— Start of SOURCE MATERIAL —

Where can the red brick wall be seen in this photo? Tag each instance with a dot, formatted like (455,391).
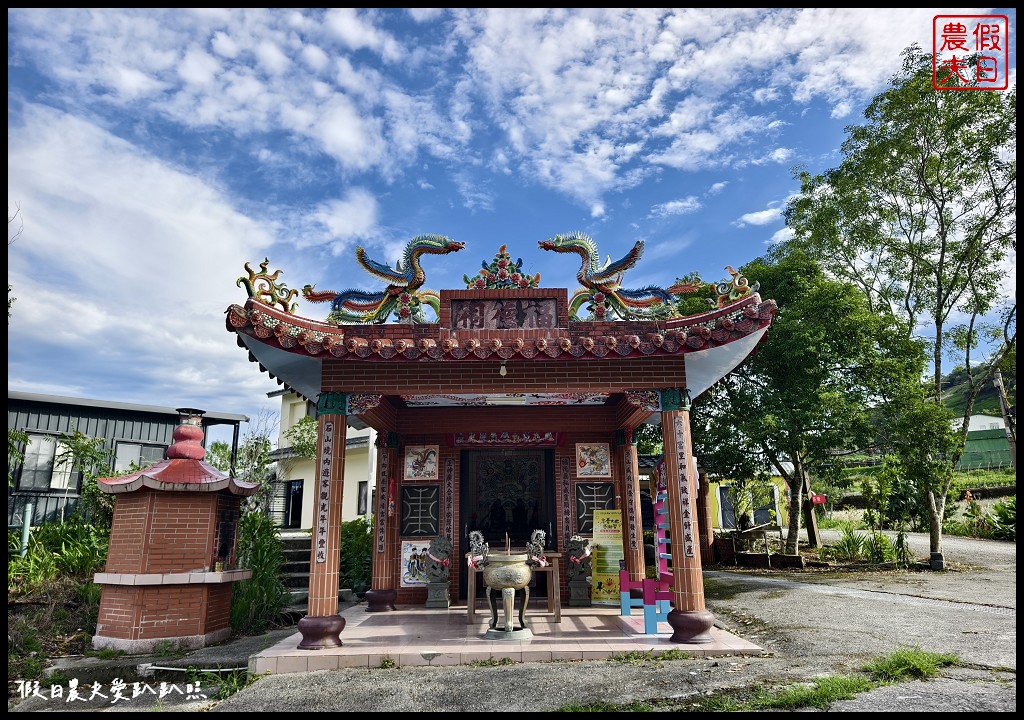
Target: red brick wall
(157,532)
(144,612)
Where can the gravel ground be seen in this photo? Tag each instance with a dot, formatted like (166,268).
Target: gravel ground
(812,624)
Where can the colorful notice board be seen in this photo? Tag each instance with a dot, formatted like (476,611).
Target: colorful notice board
(607,544)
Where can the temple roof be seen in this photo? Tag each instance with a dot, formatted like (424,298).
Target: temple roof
(292,348)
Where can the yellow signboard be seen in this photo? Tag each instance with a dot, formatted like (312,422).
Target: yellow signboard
(607,546)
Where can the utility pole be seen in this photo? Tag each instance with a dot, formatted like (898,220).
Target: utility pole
(1008,417)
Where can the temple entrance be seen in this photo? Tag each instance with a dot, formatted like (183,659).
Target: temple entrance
(507,494)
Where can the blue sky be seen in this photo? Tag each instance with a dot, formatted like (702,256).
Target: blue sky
(152,153)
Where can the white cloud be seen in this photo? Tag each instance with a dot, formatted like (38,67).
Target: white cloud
(683,206)
(761,217)
(780,236)
(348,218)
(126,265)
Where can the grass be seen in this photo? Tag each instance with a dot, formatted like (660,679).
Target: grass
(904,665)
(493,663)
(227,683)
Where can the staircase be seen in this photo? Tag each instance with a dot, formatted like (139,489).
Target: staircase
(654,598)
(295,573)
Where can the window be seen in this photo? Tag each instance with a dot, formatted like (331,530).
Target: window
(420,506)
(137,454)
(41,469)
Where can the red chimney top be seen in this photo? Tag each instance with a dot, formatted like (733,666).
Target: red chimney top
(187,436)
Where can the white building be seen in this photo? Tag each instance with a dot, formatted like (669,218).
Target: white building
(297,476)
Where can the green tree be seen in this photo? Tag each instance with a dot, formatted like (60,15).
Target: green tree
(921,215)
(219,456)
(16,440)
(302,436)
(91,458)
(808,390)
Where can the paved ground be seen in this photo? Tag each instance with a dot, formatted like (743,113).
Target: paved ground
(812,625)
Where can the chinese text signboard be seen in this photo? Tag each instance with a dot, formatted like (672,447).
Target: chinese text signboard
(971,52)
(607,545)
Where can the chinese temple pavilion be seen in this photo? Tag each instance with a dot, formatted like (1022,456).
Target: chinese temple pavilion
(501,408)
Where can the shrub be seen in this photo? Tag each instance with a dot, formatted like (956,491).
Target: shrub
(1004,519)
(356,548)
(257,602)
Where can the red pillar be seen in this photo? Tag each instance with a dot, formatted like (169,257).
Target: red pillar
(322,628)
(689,619)
(383,586)
(628,486)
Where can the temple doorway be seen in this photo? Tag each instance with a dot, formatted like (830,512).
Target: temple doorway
(506,495)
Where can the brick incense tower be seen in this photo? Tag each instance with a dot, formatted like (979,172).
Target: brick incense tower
(170,565)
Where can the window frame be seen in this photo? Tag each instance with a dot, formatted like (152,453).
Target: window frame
(72,479)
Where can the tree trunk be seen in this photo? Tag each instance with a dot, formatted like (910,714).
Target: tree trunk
(810,516)
(797,484)
(936,507)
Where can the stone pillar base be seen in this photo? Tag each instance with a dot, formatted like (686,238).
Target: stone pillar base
(579,593)
(320,632)
(380,600)
(437,595)
(690,626)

— End of SOURCE MATERIAL —

Pull out every one of the lines above word for word, leaving out the picture.

# EXERCISE OUTPUT
Where can the red brick wall be seen in this photo? Tag each instance with a dot, formatted like (455,391).
Target: red brick wall
(157,532)
(144,612)
Where can the gravel ground be seen in this photo? Tag each instance with a dot, formatted like (166,268).
Target: gravel ground
(812,624)
Where can the colorful notice board be seen in this photo? Tag each instance with a dot, formatted like (476,611).
Target: colorful notice board
(607,544)
Where can the temple roof be seen in this photo? Tag each instance with a dot, formatted like (424,298).
Target: temple roof
(292,348)
Where can the yellow signboard be seen in this photo? Tag each instance with a dot, formatted like (312,422).
Target: yellow signboard
(607,546)
Where can the utility pole be seen in this photo? Tag each instance with a dot, formatted like (898,220).
Target: utility pole
(1008,417)
Where can the temple entrance be seen in this photo? Tag each instance with a dot, formatted like (183,659).
Target: temple entrance
(507,494)
Where can the blue sky be seen in this photo? Tag each instance with a dot, formatted like (702,256).
Target: blue sky
(152,153)
Where can the white cloud be seen in this photo? Tag each instance with a dot, formatted like (38,67).
Target: white cloud
(683,206)
(761,217)
(780,236)
(348,218)
(126,265)
Where can the grass be seen in this photo? Tag each instance with a dot, formatted like (660,679).
Target: grass
(904,665)
(493,663)
(227,683)
Where can the staircase be seen in this photo? Tag each instance with a dot, formatted like (139,489).
Target: staircase
(654,598)
(295,573)
Where can the window be seen in this photo? Tag each instance with a dot, formatted like (331,530).
Target: window
(420,506)
(137,454)
(41,469)
Where can the red chimney top be seen in this photo? Tag each instance with a dot, formatted like (733,666).
Target: red chimney top
(187,436)
Where can the white building be seen in this photo? Tag each instance with a dot, formatted like (669,218).
Target: white building
(297,476)
Where can the green tree be seen in this photo? Tag each instance with a dot, formatted like (60,15).
Target: green tree
(921,215)
(219,456)
(16,440)
(302,436)
(91,458)
(808,390)
Where can the paved ground be seen in this photo? Tag each instance with a dot, formatted like (743,113).
Target: paved ground
(812,625)
Where can the chinese text signboard be seen in this photo? Tag each instance with a dot, formatted like (672,447).
Target: chinese text signboard
(971,52)
(607,545)
Where can the chinese temple pavilion be seen in this photo? Tag each instance with a dot, formatted like (1022,456).
Target: chinese temple pavilion
(501,408)
Where can the shrub be seen in this photo? Tag each instance with a dot, formatted like (956,491).
Target: shrub
(1004,519)
(356,548)
(257,602)
Where can the red pillar be seen in this photo? Tag each instance with a dot, formatted like (169,257).
Target: red pillar
(322,628)
(689,619)
(383,586)
(628,486)
Where can the temple doorway be seen in this photo? Tag each instance with a dot, formatted like (830,512).
Target: temple doorway
(506,495)
Where can the brick incense tower be seen in this photo? Tag each instance with a dot, formatted like (979,172).
Target: brick incense tower
(170,565)
Where can the window frame be seen in this photo? Tag each instance with a dot, formatted like (152,453).
Target: window frame
(72,479)
Where can the tree trunk be seen in this photo? Tag each instance with a dot, formatted like (910,714).
Target: tree trunk
(810,516)
(797,484)
(936,507)
Where can the stone pillar base be seen in this photo? Tag each instance with a dot, formatted like (686,238).
Target: stone pillar base
(579,593)
(320,632)
(380,600)
(437,595)
(690,626)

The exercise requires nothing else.